■ **DIRECTIONS**:
Arrange every line of the material below as a numbered list, leaving out any blank lines.

Pointing dataset records:
━━━━━━

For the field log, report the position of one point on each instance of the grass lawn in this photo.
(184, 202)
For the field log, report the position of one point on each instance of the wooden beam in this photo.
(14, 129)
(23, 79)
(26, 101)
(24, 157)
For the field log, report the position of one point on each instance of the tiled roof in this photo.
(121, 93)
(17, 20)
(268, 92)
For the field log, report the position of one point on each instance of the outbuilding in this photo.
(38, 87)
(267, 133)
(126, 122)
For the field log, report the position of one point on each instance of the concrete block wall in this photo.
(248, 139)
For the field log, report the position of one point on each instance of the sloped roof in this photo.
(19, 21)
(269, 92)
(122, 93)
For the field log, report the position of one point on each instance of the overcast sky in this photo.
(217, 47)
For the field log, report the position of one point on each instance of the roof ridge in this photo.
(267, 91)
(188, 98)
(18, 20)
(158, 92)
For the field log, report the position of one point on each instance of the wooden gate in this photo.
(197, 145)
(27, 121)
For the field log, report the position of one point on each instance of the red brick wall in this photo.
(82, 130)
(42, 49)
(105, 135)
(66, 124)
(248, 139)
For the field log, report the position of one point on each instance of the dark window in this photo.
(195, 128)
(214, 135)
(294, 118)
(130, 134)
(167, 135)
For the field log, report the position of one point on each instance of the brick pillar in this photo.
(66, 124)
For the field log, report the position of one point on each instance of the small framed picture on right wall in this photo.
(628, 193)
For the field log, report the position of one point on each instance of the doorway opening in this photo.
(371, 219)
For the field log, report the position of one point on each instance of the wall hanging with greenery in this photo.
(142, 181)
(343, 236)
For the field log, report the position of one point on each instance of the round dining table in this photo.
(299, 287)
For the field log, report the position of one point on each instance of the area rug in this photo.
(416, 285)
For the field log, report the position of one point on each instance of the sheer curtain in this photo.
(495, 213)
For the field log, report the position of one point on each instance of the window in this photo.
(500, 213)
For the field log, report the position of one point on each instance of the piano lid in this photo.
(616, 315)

━━━━━━

■ **SOLUTION TO THIS EXERCISE**:
1. For the field log, report the position of one point on each instance of the grass lawn in this photo.
2. (184, 202)
3. For the field log, report the position of one point on each instance of the wooden beam in this photo.
4. (14, 129)
5. (23, 79)
6. (26, 101)
7. (24, 157)
8. For the field log, report the position of one point on each instance of the tiled roof in this photo.
9. (121, 93)
10. (17, 20)
11. (268, 92)
12. For the field log, report the position of one point on each instance of the outbuilding in this photo.
13. (38, 87)
14. (267, 133)
15. (126, 122)
16. For the field log, report the position of one point on each instance of the concrete block wall in this photo.
17. (248, 139)
18. For the field log, report the position of one point on each instance of the sloped roof in this photo.
19. (19, 21)
20. (269, 92)
21. (122, 93)
22. For the field log, report the position of one point on each instance of the overcast sky in this photo.
23. (217, 47)
24. For the field log, report the position of one point on each instance of the roof ridge in this photo.
25. (267, 91)
26. (188, 98)
27. (18, 20)
28. (158, 92)
29. For the field log, report the position of one point on each instance of the wooden gate in this photo.
30. (197, 145)
31. (27, 121)
32. For the field log, report the position of one point on each instance of the red brick wall in this photo.
33. (82, 130)
34. (42, 49)
35. (105, 135)
36. (66, 124)
37. (248, 139)
38. For the field log, report the position of one point on each instance of the dark window in this photo.
39. (195, 128)
40. (214, 135)
41. (294, 118)
42. (130, 134)
43. (167, 135)
44. For the field log, report the position of one point on each instance of the brick pillar in this photo.
45. (66, 124)
46. For the field log, report the position of one point on each instance of the small framed picture on right wall in this photo.
47. (628, 193)
48. For the field log, report the position of one point on each instance of the doorway opening in this photo.
49. (371, 219)
50. For the field log, report the position of one point on each instance of the wall hanging with greenery in this photo.
51. (142, 181)
52. (343, 236)
53. For the field log, report the position of one point on each instance of the round dining table in this photo.
54. (299, 287)
55. For the field log, report the position of one point on each instance of the area rug in this photo.
56. (416, 285)
57. For the field log, report the position of one point on each instance of the sheer curtain in this photo.
58. (495, 213)
59. For the field log, report the position of one point on each instance of the window in this photo.
60. (500, 213)
61. For the field log, report the position of one point on each instance of the piano lid in this photo.
62. (616, 315)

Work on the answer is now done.